## Supplied text
------------

Catholic Contextual urban Theology, Mimetic Theory, Contemplative Prayer. And other random ramblings.

Saturday, 30 January 2016

Sermon at Parish Mass, Epiphany 3 2016

The Synagogue at Nazareth - photo Matthew Duckett, 2010

Nehemiah 8.1–3, 5–6, 8–10
1 Corinthians 12.12–31a
Luke 4.14–21

So far so good – this is just after the baptism of Jesus, then his temptation in the wilderness, then he comes to Nazareth and announces the opening of his ministry with the words of promise that he quotes from Isaiah. His audience seems to be attentive. But have they actually heard what he said? Do they understand his message?

Let us look more closely at the words that Jesus quotes. This is what Isaiah actually says in 61.1-2:

The spirit of the Lord God is upon me,
   because the Lord has anointed me;
he has sent me to bring good news to the oppressed,
   to bind up the broken-hearted,
to proclaim liberty to the captives,
   and release to the prisoners;
to proclaim the year of the Lord’s favour,
and the day of vengeance of our God;

Jesus has left something out. He has stopped reading half way through a sentence, and has left out the bit about the vengeance of our God.

Have the people in the synagogue noticed? Probably not, because their immediate reaction, Luke goes on to tell us, is that “All spoke well of him and were amazed at the gracious words that came from his mouth.” You can almost see them all nodding in approval.

Is this omission significant? The passage Jesus quotes goes on to talk about the coming vindication of the Jewish people, and their triumph over the Gentiles who have been oppressing them. This is the “day of vengeance”, the bit that Jesus leaves out, which goes on to say:

Strangers shall stand and feed your flocks,
   foreigners shall till your land and dress your vines…
you shall enjoy the wealth of the nations,
   and in their riches you shall glory.

Isaiah here seems to be talking about a reversal of fortune, a turning of the tables so that the oppressors will now become the oppressed. This would have been an obvious meaning to people suffering under Roman occupation, as the Jewish people of Nazareth were at the time of Jesus.

------------

## What you will do
a: In the sermon, which part of the Isaiah passage does Jesus leave out when he reads it?
b: Translate this sentence from the sermon into Spanish: "He has stopped reading half way through a sentence, and has left out the bit about the vengeance of our God."
c: Reproduce the sermon word for word from "Catholic Contextual urban" up to and including "understand his message?".
The records that follow were taken from a separate source.

------------

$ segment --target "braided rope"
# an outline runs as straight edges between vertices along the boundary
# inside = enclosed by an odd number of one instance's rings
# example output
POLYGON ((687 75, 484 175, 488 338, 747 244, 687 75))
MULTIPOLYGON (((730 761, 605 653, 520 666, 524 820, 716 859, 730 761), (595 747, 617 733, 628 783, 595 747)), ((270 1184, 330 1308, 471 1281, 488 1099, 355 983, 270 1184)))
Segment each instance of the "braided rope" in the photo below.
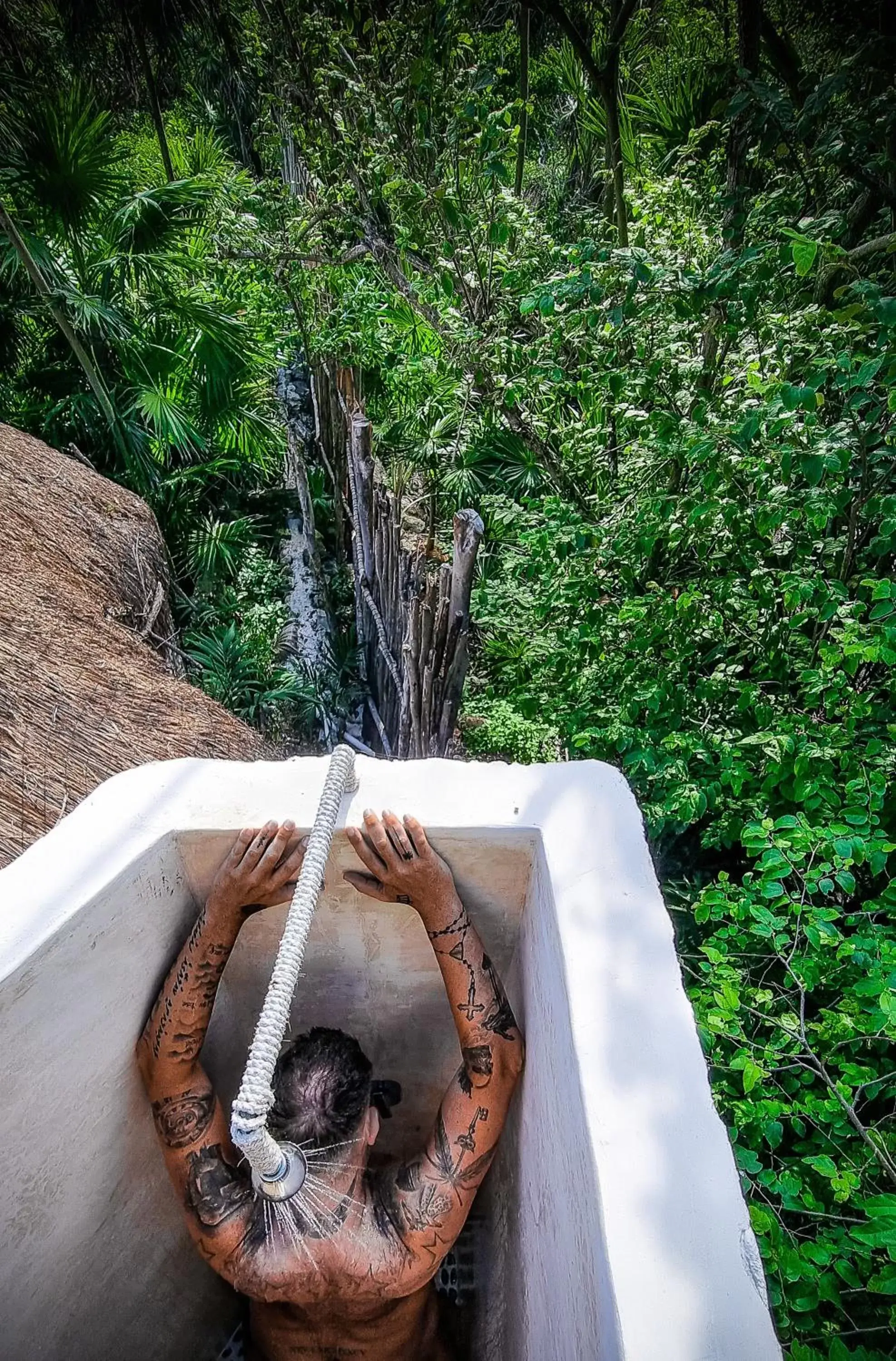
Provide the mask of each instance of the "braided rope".
POLYGON ((354 751, 338 746, 330 758, 327 778, 317 804, 315 825, 298 872, 293 901, 286 915, 276 960, 271 972, 264 1006, 249 1047, 245 1072, 230 1115, 230 1135, 248 1158, 252 1170, 266 1181, 282 1176, 285 1155, 267 1128, 274 1104, 274 1068, 283 1044, 293 994, 302 966, 310 919, 324 882, 324 868, 346 792, 357 789, 354 751))

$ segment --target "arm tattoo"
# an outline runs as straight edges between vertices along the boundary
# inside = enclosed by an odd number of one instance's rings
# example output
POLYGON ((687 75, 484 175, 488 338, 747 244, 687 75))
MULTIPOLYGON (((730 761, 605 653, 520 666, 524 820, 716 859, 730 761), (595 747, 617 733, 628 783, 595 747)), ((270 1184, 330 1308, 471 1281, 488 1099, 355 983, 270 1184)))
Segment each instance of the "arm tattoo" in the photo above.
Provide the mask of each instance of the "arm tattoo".
POLYGON ((253 1200, 252 1187, 242 1173, 225 1161, 219 1143, 191 1153, 187 1158, 187 1206, 203 1229, 218 1229, 253 1200))
POLYGON ((215 1113, 215 1093, 185 1092, 178 1097, 162 1097, 153 1102, 153 1119, 159 1139, 169 1149, 185 1149, 197 1143, 215 1113))

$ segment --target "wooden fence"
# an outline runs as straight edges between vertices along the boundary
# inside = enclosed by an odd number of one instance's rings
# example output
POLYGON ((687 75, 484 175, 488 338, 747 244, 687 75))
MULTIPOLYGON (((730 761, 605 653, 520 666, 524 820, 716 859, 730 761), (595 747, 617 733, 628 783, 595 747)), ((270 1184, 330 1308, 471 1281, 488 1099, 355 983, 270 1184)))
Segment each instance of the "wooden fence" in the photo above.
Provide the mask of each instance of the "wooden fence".
POLYGON ((402 529, 400 499, 380 476, 372 427, 354 374, 334 363, 313 370, 321 460, 349 534, 355 627, 372 702, 365 736, 387 757, 448 751, 467 675, 470 592, 482 520, 460 510, 451 565, 432 562, 426 543, 402 529))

------------

## Outputs
a: He leaves out the part about the vengeance of our God.

b: Ha dejado de leer a mitad de una frase y ha omitido la parte sobre la venganza de nuestro Dios.

c:
Catholic Contextual urban Theology, Mimetic Theory, Contemplative Prayer. And other random ramblings.

Saturday, 30 January 2016

Sermon at Parish Mass, Epiphany 3 2016

The Synagogue at Nazareth - photo Matthew Duckett, 2010

Nehemiah 8.1–3, 5–6, 8–10
1 Corinthians 12.12–31a
Luke 4.14–21

So far so good – this is just after the baptism of Jesus, then his temptation in the wilderness, then he comes to Nazareth and announces the opening of his ministry with the words of promise that he quotes from Isaiah. His audience seems to be attentive. But have they actually heard what he said? Do they understand his message?